* Begin Supplied material *
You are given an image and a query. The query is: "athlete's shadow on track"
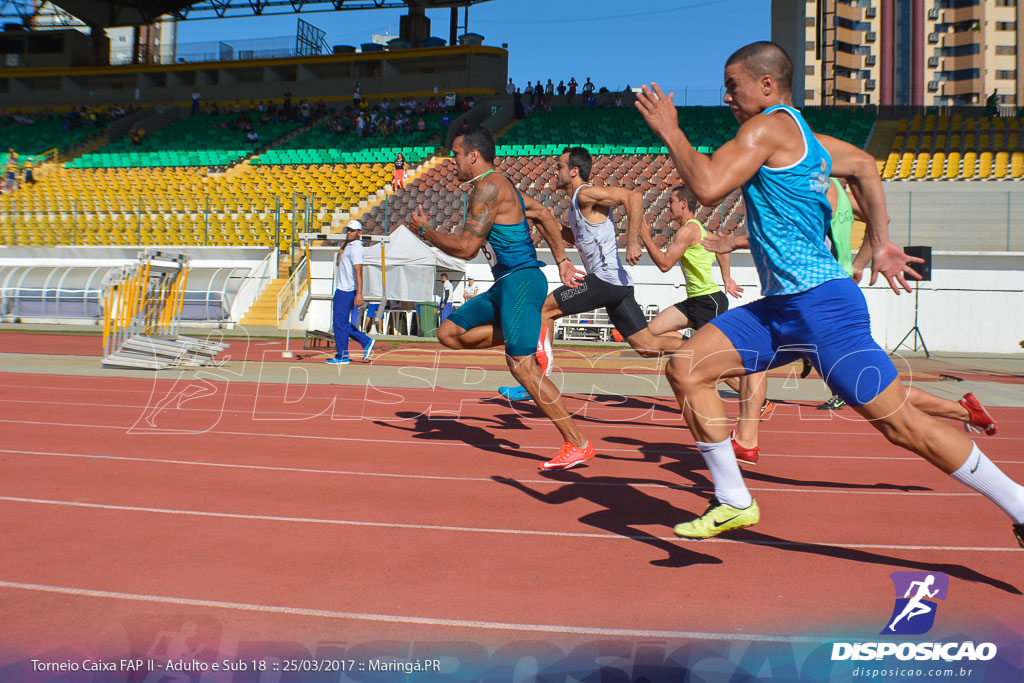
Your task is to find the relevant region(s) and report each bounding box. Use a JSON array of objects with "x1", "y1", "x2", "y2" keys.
[
  {"x1": 492, "y1": 471, "x2": 722, "y2": 567},
  {"x1": 481, "y1": 394, "x2": 686, "y2": 429},
  {"x1": 604, "y1": 436, "x2": 932, "y2": 492},
  {"x1": 728, "y1": 528, "x2": 1022, "y2": 595},
  {"x1": 374, "y1": 411, "x2": 546, "y2": 461}
]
* End Supplied material *
Required task:
Can you write out the data above again, swapping "bounding box" for "rectangle" and changing nothing else, but leaving out the pictures?

Written solution:
You are given an image and a query. The query is: "athlete's shadow on track"
Your task is to find the relevant region(s) and report each rectangle. Use a JSON array of objects with "x1", "y1", "x2", "y2" keys.
[
  {"x1": 492, "y1": 471, "x2": 722, "y2": 567},
  {"x1": 481, "y1": 394, "x2": 686, "y2": 429},
  {"x1": 604, "y1": 436, "x2": 932, "y2": 492},
  {"x1": 728, "y1": 528, "x2": 1022, "y2": 595},
  {"x1": 374, "y1": 411, "x2": 546, "y2": 461}
]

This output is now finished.